# AUFGABE A
Tauschen Sie in den Datensätzen, zwischen deren Beginn und der Zeile mit „negative clicks: (534, 327)“ einschließlich, „rough mask“ gegen „coarse mask“ aus und geben Sie nur diese Zeilen sonst unverändert wieder. Die Bilder lassen Sie dabei weg.

# TEXTABSCHNITT

'''

Protokoll der Sitzung vom 12.11.2015

In der Beratung beginnt die Fraktion Die Linke. – Frau Lompscher, bitte schön, Sie haben das Wort!

(Andreas Baum)

Herr Präsident! Meine Damen und Herren! Berlin baut auf und Berlin reißt ein. Das hat Tradition, und das ist im Fall der Friedrichswerderschen Kirche fatal. Sie ist das größte, von Kriegszerstörung am wenigsten betroffene und sie war bis vor drei Jahren das am besten erhaltene Gebäude von Karl-Friedrich Schinkel in Berlin. Seither ist sie schwer beschädigt und geschlossen – Perspektive ungewiss. Wir fordern deshalb Sofortmaßnahmen zum Schutz, volle Kostenübernahme durch die Verursacher und schnelle Beseitigung der Schäden.

[Beifall bei der LINKEN – Vereinzelter Beifall bei den GRÜNEN und den PIRATEN]

Ein bisschen mehr Elan wäre nicht schlecht an der Stelle. Es geht ja um die historische Mitte, die Ihnen immer so am Herzen liegt. – Es geht im Übrigen insbesondere darum, die Zerstörung zu stoppen und noch Schlimmeres zu verhindern. Wir fordern den Senat auf, unverzüglich, gemeinsam mit dem Bezirksamt Mitte, alles zu unternehmen, um entweder bei den geplanten Baumaßnahmen eine weitere Schädigung der Kirche auszuschließen oder diese zu stoppen.

[Beifall bei der LINKEN – Beifall von Philipp Magalski (PIRATEN)]

Eine weitere Schädigung der Friedrichswerderschen Kirche wäre ein Armutszeugnis. Der Senat ist den Berlinerinnen und Berlinern und genauso dem Eigentümer Kirche und dem seinerzeitigen – und hoffentlich bald wieder – Nutzer Stiftung Preußischer Kulturbesitz gegenüber in der Pflicht, dass seine Entscheidung für eine kritische Rekonstruktion der Berliner Mitte nicht mit dem Verlust dieses wertvollen kulturellen Zeugnisses bezahlt werden muss.

Selbstverständlich muss sich auch das Abgeordnetenhaus die Frage gefallen lassen, ob das Planwerk Innenstadt von 1999 und die darauf aufbauenden Bebauungspläne dieses Problem möglicherweise verursacht haben. Unsere Fraktion hatte im Jahr 2011 Korrekturen vornehmen wollen und konnte sich gegenüber der SPD nicht durchsetzen. Begründet wurde dieses seinerzeit mit dem Planungsvorlauf, eben seit 1999. In der letzten Plenarsitzung der 16. Wahlperiode haben dann die Fraktionen SPD, Linke und CDU dem Bebauungsplan I-208-1 zugestimmt. Es waren viele beteiligt, damals Noch-Fraktionschef Müller, Senatsbaudirektorin Lüscher, das Baukollegium. Der Druck des Investors war immens. Das Projekt wurde mehrfach überarbeitet, aber geholfen hat das nicht. Heute sollten wir schlauer sein.

'''

# AUFGABE B
Wiederholen Sie den Wortlaut des Sitzungsprotokolls zwischen „Herr Präsident! Meine“ und „Beseitigung der Schäden.“, beide Stellen eingeschlossen, ohne jede Abweichung.

# AUSGANGSDATEN
'''

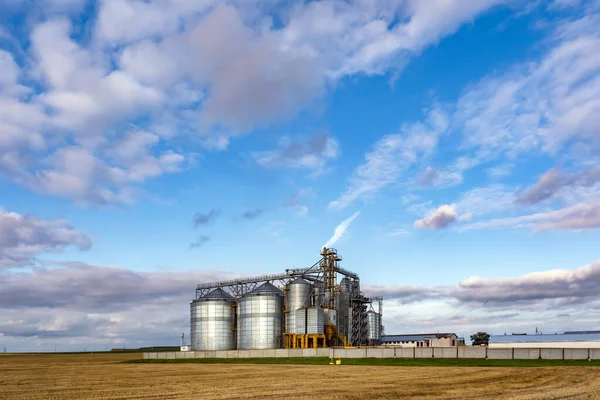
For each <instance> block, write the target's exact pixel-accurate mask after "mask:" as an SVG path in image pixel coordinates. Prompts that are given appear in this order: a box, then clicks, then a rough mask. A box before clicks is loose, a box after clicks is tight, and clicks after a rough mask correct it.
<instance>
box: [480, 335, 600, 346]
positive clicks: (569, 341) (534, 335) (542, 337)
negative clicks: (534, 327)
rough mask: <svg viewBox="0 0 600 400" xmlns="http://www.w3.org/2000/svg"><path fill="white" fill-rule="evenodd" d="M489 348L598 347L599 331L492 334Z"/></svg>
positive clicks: (488, 344)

'''

# IHRE LÖSUNG A
For each <instance> block, write the target's exact pixel-accurate mask after "mask:" as an SVG path in image pixel coordinates. Prompts that are given appear in this order: a box, then clicks, then a coarse mask. A box before clicks is loose, a box after clicks is tight, and clicks after a coarse mask correct it.
<instance>
box: [480, 335, 600, 346]
positive clicks: (569, 341) (534, 335) (542, 337)
negative clicks: (534, 327)

# IHRE LÖSUNG B
Herr Präsident! Meine Damen und Herren! Berlin baut auf und Berlin reißt ein. Das hat Tradition, und das ist im Fall der Friedrichswerderschen Kirche fatal. Sie ist das größte, von Kriegszerstörung am wenigsten betroffene und sie war bis vor drei Jahren das am besten erhaltene Gebäude von Karl-Friedrich Schinkel in Berlin. Seither ist sie schwer beschädigt und geschlossen – Perspektive ungewiss. Wir fordern deshalb Sofortmaßnahmen zum Schutz, volle Kostenübernahme durch die Verursacher und schnelle Beseitigung der Schäden.